> _Provided data_
★ ★ ★ ★ ★ ★ ★

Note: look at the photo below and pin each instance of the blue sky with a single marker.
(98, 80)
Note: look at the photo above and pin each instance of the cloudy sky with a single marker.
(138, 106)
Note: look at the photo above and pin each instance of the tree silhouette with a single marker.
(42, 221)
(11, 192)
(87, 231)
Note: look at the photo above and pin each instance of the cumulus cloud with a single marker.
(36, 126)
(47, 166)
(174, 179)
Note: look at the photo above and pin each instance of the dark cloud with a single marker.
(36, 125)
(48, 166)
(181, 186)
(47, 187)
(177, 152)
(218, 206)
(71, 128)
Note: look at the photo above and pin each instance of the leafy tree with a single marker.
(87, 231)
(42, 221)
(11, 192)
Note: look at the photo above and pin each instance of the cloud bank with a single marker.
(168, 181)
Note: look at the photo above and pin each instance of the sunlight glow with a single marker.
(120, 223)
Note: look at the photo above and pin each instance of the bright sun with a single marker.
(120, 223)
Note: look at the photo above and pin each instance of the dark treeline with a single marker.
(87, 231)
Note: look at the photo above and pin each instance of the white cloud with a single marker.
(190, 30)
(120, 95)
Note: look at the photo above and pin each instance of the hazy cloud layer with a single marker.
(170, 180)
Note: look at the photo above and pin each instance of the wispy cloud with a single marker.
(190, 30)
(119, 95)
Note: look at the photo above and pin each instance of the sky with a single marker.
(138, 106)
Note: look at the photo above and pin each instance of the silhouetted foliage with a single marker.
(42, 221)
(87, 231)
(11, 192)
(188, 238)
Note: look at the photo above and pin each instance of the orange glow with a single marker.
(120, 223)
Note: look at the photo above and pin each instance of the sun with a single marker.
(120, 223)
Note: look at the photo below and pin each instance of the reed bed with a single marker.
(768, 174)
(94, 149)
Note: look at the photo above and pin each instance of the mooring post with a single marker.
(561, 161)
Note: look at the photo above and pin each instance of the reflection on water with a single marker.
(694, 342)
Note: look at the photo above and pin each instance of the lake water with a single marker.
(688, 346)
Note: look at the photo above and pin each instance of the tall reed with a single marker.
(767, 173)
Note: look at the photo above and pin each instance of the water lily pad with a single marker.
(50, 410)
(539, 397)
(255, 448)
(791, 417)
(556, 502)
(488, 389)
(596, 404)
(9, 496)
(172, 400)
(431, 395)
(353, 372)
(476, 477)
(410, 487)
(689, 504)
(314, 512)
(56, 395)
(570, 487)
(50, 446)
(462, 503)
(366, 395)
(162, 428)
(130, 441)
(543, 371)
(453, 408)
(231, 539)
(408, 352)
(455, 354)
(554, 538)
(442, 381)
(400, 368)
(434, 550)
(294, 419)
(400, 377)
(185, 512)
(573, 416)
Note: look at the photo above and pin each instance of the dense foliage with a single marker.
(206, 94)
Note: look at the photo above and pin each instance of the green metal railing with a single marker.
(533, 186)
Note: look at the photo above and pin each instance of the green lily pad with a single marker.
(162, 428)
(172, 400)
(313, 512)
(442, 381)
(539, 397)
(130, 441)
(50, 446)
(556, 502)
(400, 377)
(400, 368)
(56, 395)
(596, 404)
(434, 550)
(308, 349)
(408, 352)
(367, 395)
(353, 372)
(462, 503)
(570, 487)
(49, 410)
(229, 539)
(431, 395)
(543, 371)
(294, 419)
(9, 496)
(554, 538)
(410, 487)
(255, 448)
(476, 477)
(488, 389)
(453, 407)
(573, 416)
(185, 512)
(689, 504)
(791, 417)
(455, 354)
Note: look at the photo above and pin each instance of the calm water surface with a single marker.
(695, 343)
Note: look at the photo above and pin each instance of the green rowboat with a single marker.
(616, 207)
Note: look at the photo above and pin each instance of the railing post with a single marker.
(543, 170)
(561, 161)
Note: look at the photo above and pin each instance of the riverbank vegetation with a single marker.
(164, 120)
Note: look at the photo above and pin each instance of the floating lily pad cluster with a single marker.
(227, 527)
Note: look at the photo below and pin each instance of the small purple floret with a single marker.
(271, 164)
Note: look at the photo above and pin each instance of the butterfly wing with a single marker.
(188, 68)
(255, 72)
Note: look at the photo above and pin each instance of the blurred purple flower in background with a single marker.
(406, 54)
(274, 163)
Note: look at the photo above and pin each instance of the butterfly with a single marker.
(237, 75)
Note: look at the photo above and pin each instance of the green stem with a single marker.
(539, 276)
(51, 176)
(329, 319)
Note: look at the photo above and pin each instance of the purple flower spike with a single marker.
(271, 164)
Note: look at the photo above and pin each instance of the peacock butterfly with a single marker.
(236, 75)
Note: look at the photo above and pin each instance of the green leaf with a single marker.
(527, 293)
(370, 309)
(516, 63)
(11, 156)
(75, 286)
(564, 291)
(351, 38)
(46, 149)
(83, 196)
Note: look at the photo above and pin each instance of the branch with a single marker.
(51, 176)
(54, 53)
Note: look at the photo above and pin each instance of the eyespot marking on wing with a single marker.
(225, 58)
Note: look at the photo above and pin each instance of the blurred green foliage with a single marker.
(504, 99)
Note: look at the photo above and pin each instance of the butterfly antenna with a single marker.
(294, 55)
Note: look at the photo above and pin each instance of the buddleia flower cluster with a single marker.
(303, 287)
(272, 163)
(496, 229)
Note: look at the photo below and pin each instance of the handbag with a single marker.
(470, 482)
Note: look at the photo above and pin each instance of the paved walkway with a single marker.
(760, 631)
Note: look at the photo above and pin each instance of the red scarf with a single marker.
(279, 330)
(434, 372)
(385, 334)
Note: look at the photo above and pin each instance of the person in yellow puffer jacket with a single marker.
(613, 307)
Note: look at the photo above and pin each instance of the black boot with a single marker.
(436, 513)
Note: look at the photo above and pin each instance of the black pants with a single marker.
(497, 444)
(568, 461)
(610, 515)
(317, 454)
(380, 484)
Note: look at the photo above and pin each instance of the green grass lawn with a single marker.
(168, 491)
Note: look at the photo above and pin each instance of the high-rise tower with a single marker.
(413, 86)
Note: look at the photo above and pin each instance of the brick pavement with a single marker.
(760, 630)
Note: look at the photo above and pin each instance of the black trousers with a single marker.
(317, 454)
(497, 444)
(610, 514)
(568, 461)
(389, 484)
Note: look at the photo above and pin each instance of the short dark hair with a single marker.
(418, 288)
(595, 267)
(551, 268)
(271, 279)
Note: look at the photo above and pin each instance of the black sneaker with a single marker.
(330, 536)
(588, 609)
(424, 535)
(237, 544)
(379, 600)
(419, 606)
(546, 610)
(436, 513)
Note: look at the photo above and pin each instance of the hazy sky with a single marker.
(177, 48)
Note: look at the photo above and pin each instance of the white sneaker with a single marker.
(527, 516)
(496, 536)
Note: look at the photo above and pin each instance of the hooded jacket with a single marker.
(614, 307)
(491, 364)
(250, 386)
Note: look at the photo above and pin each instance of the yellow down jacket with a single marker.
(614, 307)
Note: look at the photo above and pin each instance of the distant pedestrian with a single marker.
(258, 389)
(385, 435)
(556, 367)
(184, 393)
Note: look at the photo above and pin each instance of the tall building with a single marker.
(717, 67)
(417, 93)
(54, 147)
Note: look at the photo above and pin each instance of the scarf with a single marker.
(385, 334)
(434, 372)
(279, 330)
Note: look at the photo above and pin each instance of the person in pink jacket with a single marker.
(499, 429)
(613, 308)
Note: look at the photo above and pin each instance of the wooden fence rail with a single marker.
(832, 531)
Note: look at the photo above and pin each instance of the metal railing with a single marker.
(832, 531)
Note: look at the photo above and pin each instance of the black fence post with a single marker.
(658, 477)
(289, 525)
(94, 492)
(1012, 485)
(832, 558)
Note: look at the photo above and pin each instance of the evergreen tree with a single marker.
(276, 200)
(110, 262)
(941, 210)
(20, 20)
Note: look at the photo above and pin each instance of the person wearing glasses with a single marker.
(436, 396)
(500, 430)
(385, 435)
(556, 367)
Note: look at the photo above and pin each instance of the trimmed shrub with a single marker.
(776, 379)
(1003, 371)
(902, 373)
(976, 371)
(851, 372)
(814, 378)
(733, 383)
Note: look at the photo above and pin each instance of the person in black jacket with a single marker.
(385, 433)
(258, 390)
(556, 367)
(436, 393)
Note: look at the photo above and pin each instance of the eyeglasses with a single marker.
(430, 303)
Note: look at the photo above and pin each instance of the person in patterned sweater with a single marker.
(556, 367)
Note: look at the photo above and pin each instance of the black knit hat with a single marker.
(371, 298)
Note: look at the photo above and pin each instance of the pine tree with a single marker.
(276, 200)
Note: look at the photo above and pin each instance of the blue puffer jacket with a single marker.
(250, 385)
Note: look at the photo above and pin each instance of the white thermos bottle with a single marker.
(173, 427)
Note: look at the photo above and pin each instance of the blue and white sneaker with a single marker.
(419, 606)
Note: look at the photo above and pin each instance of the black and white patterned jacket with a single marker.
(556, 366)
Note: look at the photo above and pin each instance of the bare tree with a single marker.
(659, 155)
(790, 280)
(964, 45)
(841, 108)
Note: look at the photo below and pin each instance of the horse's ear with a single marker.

★ ★ ★ ★ ★ ★ ★

> _Do this_
Which lines run from the one containing "pine tree with a single marker." to the end of the entries above? Quote exactly those, and only those.

> _Answer below_
Note: look at the photo above and pin each instance of the pine tree with a single marker.
(276, 200)
Note: look at the photo above and pin each instance of the blue puffer jacket with a single marker.
(250, 385)
Note: look at the photo above and pin each instance of the white thermos bottle with a single marker.
(173, 427)
Note: look at the photo above and pin each instance of the blue and white sneaker with a single marker.
(419, 606)
Note: look at the photo above and pin each instance of the black and white patterned jacket with a single marker.
(556, 366)
Note: look at the photo above and pin each instance of the bare tree with a single marker.
(659, 155)
(790, 280)
(964, 45)
(841, 108)
Note: look at the photo below and pin each instance of the horse's ear with a single marker.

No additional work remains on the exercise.